I think we're really talking about Sarah's legacy. Our parashah primarily focuses on her son, Isaac; the beginning of his story, and the record of his family. We never really learned much about Sarah in earlier stories. 
We knew she lived most of her life childless, and it seemed to be a source of great consternation for her. It seems plausible to assume that she feared no one would pass along her values and ideals. For her, Isaac represented the future, the endless possibilities of generations of descendants, still talking about her millennia later. And indeed, here we are. In that way, our Torah portion truly does BEGIN - and not end - the story of the life of Sarah.

+ + + +

#### Set problem A:
Copy the collected data entries from the row containing "Exercise. Point to the white" down to the last row, requests included. Increase every coordinate in the answers by 58.

[Collected data entries]
+ + + +

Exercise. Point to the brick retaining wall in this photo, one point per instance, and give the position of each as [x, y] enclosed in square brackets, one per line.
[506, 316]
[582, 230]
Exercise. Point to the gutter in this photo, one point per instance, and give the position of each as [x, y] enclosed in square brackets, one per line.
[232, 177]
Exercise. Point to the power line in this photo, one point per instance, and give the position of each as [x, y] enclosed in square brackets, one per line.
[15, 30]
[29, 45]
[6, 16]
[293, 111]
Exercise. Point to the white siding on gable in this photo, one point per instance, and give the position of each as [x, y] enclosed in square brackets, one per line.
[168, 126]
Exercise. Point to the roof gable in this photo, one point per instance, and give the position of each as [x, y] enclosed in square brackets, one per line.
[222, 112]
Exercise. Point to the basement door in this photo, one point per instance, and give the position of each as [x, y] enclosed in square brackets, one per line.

+ + + +

#### Set problem B:
According to the passage on Sarah's legacy, what did Isaac represent for Sarah?

#### Correct answer A:
Exercise. Point to the white siding on gable in this photo, one point per instance, and give the position of each as [x, y] enclosed in square brackets, one per line.
[226, 184]
Exercise. Point to the roof gable in this photo, one point per instance, and give the position of each as [x, y] enclosed in square brackets, one per line.
[280, 170]
Exercise. Point to the basement door in this photo, one point per instance, and give the position of each as [x, y] enclosed in square brackets, one per line.

#### Correct answer B:
The future: the endless possibilities of generations of descendants.